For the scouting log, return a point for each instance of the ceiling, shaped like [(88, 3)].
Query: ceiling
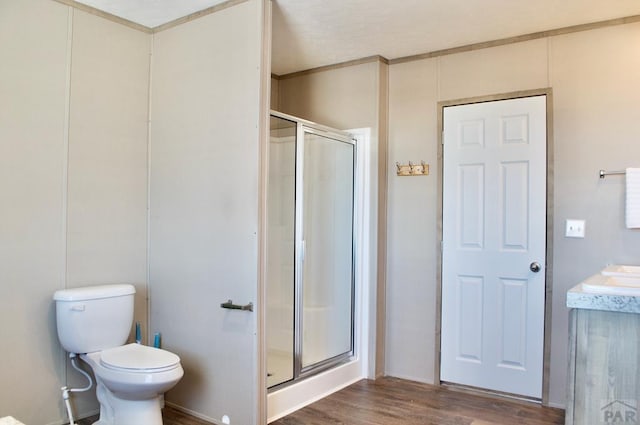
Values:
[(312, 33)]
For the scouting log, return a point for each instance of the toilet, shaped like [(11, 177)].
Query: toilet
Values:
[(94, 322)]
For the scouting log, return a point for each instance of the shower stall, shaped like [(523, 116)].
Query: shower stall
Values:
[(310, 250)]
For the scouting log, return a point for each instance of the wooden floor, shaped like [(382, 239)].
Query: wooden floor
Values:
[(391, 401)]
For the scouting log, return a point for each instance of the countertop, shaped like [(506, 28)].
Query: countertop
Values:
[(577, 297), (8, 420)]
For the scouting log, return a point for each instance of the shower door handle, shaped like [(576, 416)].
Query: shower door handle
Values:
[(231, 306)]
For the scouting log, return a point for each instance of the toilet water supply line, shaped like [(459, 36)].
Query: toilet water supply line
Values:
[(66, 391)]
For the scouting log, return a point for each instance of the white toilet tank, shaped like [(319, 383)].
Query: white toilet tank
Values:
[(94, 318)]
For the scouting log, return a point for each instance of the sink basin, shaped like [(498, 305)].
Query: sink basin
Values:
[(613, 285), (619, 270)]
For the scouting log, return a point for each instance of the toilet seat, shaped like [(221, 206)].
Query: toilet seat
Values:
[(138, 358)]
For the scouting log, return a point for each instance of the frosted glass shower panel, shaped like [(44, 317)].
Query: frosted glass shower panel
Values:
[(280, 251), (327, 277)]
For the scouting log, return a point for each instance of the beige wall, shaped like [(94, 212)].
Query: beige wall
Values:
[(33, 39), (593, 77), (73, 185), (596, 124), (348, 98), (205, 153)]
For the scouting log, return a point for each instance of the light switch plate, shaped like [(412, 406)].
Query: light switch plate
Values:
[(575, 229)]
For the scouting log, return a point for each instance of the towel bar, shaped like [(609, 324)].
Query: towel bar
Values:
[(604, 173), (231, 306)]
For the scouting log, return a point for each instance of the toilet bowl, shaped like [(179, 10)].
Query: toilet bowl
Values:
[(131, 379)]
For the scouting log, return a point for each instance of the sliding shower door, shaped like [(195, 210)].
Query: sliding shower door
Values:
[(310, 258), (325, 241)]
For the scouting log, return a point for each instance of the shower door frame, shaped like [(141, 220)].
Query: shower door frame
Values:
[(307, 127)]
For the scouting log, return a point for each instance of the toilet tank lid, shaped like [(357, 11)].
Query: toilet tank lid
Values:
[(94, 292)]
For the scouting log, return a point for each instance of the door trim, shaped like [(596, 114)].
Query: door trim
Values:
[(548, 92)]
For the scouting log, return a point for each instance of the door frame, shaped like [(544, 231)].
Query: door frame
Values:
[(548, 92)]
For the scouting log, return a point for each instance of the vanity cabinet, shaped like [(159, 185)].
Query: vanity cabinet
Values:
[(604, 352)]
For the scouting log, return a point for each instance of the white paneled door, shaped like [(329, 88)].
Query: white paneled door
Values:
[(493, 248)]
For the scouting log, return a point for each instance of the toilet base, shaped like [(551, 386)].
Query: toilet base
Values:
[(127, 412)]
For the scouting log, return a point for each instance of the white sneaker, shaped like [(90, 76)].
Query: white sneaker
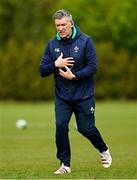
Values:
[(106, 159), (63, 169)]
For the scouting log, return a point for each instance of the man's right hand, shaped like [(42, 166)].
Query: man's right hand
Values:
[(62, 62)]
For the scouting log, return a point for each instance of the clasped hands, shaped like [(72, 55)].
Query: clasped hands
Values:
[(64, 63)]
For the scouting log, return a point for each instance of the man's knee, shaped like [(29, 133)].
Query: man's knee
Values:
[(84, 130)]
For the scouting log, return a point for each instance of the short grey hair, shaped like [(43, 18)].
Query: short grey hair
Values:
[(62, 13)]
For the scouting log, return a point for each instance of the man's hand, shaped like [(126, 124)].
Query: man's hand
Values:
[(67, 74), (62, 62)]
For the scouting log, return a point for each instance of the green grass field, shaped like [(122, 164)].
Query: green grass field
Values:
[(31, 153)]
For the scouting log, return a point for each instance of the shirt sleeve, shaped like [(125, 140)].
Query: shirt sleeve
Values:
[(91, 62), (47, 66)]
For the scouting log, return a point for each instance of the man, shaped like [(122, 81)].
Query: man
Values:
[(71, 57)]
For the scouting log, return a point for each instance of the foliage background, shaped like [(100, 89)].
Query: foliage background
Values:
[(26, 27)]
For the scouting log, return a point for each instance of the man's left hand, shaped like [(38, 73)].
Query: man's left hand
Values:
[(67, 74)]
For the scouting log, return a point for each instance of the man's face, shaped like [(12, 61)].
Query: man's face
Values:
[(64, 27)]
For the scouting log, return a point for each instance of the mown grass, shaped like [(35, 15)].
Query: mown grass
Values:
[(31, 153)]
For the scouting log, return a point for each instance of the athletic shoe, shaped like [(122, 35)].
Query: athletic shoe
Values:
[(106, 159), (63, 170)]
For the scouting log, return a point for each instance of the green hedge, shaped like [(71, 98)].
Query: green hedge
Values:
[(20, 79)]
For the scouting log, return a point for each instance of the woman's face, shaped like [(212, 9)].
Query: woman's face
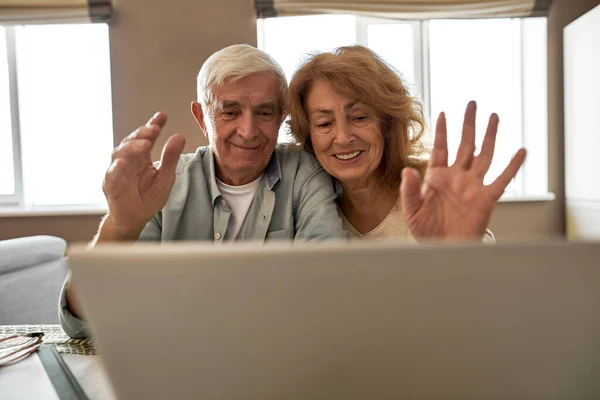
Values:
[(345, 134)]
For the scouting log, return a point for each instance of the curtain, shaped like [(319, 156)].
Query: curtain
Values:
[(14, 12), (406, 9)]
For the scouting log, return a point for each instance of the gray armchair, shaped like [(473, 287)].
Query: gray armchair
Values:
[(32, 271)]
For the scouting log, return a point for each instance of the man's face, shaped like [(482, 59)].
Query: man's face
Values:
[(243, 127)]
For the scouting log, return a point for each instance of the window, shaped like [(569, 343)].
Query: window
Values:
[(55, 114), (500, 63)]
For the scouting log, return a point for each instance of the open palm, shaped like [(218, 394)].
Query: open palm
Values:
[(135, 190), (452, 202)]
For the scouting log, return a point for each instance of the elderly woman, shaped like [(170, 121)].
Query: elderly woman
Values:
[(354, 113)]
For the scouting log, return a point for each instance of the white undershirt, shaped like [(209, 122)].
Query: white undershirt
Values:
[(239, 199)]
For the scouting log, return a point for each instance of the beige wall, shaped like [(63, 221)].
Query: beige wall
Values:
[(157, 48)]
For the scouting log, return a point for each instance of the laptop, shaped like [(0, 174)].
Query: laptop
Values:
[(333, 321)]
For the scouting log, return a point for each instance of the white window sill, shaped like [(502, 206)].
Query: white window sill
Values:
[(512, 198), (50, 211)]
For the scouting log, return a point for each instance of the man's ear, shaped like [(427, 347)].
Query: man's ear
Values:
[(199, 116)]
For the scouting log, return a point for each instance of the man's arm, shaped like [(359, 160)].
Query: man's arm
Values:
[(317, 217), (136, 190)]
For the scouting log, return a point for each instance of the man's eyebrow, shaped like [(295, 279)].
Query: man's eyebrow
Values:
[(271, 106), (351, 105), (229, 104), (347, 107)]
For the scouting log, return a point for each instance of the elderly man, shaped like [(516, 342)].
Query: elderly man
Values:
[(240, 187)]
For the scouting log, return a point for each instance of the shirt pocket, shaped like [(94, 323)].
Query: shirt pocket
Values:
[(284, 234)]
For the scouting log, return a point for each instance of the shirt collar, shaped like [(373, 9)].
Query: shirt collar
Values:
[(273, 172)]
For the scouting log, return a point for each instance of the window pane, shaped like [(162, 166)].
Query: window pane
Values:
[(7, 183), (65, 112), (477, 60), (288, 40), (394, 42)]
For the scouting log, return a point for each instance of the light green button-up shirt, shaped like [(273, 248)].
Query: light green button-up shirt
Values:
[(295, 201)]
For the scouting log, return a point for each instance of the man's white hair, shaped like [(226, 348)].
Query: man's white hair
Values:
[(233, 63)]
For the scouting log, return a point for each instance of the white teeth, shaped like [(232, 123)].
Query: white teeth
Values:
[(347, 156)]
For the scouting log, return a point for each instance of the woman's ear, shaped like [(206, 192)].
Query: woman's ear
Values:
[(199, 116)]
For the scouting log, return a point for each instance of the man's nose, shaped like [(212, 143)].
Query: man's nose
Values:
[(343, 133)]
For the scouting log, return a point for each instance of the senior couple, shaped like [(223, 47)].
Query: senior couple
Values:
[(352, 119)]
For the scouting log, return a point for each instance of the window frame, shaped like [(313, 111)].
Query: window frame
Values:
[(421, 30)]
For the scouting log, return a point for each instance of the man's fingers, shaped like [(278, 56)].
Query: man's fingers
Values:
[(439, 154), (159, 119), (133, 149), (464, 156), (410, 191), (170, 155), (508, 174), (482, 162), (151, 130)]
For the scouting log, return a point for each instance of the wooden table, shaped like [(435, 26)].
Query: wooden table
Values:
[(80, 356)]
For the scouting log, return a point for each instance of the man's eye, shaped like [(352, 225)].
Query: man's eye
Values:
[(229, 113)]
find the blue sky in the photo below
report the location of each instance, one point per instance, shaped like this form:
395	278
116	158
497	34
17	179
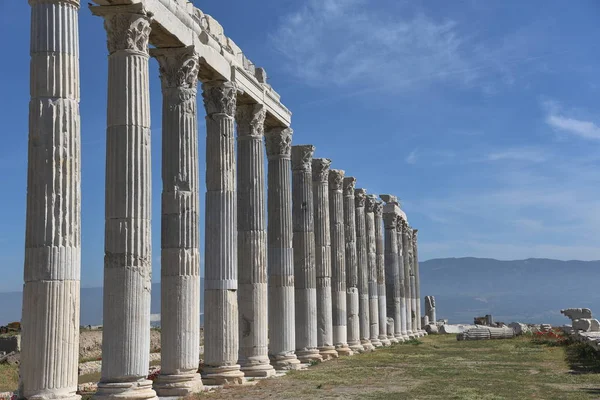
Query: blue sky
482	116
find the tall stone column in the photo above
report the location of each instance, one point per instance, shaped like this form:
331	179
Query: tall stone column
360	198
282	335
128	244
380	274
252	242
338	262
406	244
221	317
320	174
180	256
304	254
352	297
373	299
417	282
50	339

WHAT IS ASKED: Can you write out the entries again, beginning at the line that has "like [(319, 156)]." and stopping after the line that has "[(14, 12), (406, 9)]", with every coordinate in the answers offset by 41? Copy the requests and their sample coordinates unchanged.

RESPONSE TO THE EXERCISE:
For the scouting log, return a point for each instance of the curtain, shaped like [(319, 156)].
Query: curtain
Values:
[(55, 53), (447, 50)]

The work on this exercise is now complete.